-- TASK OBJECTIVE --
List the policy topics that the October 13, 2017 Friday Fact below says experts are discussing at the forum.

-- EXTRACTED TEXT --
+ + + +

Friday Fact: October 13, 2017

It’s Friday!

Today’s the day! We’re at the 2017 Georgia Legislative Policy Forum at the Renaissance Atlanta Waverly Hotel with state and national experts discussing taxes, health care and education in Georgia. If you’re not with us and 150 of our friends … Here is what you’re missing!

Quotes of note

“A strangulation of the world by exploding, well-camouflaged bureaucracies is one of the great threats to mankind.” – Norman Borlaug, Nobel Peace Price winner

“Without freedom of thought there can be no such thing as wisdom; and no such thing as public liberty, without freedom of speech.” – Benjamin Franklin (1722)

+ + + +

-- Stored entries --
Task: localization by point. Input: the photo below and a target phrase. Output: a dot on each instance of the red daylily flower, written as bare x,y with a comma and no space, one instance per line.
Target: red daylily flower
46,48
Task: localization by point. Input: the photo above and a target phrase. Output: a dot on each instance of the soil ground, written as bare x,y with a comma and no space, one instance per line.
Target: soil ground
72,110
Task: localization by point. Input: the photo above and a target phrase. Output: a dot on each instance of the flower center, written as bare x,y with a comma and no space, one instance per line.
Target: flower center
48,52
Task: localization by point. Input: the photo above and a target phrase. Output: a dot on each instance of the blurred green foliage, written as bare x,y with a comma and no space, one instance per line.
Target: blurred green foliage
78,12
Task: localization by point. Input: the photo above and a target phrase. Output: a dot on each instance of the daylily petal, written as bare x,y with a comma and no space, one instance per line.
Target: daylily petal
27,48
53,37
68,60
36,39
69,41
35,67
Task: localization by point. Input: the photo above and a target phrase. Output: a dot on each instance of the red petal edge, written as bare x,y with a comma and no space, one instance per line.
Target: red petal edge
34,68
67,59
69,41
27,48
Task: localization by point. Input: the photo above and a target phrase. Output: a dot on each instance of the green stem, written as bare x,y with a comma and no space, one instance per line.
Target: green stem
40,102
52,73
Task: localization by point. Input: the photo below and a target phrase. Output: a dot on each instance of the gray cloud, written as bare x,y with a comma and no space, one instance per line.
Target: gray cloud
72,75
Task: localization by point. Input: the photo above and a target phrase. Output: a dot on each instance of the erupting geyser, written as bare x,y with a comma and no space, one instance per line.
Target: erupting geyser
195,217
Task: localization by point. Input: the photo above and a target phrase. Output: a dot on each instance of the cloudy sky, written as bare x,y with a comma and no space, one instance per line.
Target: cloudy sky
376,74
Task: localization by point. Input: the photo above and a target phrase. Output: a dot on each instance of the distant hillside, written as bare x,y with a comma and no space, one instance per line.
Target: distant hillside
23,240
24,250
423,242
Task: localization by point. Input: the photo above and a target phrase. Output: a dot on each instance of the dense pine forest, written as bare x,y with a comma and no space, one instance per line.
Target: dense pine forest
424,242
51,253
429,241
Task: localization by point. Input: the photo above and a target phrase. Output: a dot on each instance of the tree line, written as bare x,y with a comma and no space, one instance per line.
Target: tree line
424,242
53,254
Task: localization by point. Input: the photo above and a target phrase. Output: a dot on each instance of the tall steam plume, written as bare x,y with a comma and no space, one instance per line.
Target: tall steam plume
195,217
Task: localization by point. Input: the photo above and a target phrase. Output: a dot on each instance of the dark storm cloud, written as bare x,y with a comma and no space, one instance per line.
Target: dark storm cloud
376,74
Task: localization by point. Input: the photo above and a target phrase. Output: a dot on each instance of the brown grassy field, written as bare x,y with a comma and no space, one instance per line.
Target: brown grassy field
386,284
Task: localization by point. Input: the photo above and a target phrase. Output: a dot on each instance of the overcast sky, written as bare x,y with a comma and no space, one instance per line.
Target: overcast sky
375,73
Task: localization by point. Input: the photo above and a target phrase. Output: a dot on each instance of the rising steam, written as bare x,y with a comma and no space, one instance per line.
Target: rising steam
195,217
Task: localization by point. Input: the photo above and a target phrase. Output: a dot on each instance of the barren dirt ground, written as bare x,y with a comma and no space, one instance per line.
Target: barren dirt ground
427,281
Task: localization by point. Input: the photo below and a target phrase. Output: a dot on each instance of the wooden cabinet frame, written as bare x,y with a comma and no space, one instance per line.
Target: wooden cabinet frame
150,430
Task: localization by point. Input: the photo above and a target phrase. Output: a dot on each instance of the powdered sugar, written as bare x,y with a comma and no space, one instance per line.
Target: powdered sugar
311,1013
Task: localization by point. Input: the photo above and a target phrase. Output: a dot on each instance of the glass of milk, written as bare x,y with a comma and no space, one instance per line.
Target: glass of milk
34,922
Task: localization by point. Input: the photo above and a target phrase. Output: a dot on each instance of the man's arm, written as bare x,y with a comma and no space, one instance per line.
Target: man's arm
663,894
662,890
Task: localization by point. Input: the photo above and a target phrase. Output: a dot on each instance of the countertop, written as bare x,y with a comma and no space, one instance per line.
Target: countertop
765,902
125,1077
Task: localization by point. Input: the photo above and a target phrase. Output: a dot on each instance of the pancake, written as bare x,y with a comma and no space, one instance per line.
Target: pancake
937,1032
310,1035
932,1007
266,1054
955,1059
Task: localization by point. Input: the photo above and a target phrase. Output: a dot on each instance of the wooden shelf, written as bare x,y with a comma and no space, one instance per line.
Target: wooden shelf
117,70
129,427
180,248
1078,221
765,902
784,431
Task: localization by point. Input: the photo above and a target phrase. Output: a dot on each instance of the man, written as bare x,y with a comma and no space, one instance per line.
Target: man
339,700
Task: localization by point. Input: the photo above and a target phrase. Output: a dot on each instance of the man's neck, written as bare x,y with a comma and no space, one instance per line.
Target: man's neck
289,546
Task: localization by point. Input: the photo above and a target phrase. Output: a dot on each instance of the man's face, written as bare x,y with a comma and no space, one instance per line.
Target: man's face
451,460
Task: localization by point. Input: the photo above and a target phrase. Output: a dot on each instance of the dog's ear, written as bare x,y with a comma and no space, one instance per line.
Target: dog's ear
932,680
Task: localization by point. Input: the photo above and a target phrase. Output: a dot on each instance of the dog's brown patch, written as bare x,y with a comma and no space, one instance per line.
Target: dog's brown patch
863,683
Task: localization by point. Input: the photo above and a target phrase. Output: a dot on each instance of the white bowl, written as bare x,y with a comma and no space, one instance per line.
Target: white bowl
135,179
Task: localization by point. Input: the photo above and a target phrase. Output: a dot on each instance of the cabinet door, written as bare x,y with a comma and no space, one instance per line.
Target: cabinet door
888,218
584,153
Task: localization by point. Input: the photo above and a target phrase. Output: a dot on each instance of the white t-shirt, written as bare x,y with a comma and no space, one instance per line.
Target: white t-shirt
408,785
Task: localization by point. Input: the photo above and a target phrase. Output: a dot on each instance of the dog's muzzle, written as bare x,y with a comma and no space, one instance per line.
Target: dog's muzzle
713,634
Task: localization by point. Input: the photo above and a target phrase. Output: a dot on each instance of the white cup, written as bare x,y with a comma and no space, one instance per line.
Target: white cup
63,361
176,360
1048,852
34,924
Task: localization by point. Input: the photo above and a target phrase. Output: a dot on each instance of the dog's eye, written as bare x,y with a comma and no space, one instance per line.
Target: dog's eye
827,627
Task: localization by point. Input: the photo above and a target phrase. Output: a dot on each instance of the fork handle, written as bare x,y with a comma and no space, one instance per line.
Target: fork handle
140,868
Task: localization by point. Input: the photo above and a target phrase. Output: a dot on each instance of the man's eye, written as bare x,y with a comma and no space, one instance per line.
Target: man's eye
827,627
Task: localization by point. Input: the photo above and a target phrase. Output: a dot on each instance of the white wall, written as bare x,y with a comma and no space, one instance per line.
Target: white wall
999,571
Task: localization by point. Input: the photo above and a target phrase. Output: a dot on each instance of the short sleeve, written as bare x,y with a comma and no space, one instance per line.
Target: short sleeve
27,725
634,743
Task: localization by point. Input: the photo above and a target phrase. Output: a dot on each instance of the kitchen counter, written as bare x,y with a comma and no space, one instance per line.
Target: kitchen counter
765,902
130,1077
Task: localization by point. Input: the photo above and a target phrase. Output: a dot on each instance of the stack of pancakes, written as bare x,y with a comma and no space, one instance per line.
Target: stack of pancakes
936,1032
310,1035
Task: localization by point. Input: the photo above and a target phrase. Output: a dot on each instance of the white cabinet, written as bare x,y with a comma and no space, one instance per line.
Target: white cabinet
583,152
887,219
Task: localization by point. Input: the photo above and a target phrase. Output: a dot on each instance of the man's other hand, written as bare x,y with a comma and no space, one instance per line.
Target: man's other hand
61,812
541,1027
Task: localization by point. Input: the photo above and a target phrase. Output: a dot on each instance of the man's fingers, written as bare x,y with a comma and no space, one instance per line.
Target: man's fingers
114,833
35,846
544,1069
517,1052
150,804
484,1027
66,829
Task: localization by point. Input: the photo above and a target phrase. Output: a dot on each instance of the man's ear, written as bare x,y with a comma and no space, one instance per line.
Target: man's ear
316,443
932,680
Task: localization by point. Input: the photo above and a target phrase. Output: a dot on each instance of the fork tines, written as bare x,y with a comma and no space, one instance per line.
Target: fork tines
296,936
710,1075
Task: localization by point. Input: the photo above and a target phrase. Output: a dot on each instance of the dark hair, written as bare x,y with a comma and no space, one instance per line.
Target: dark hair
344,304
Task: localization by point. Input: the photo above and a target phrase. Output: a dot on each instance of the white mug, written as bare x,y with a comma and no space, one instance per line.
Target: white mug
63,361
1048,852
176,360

+ + + +

-- SOLUTION --
Taxes, health care, education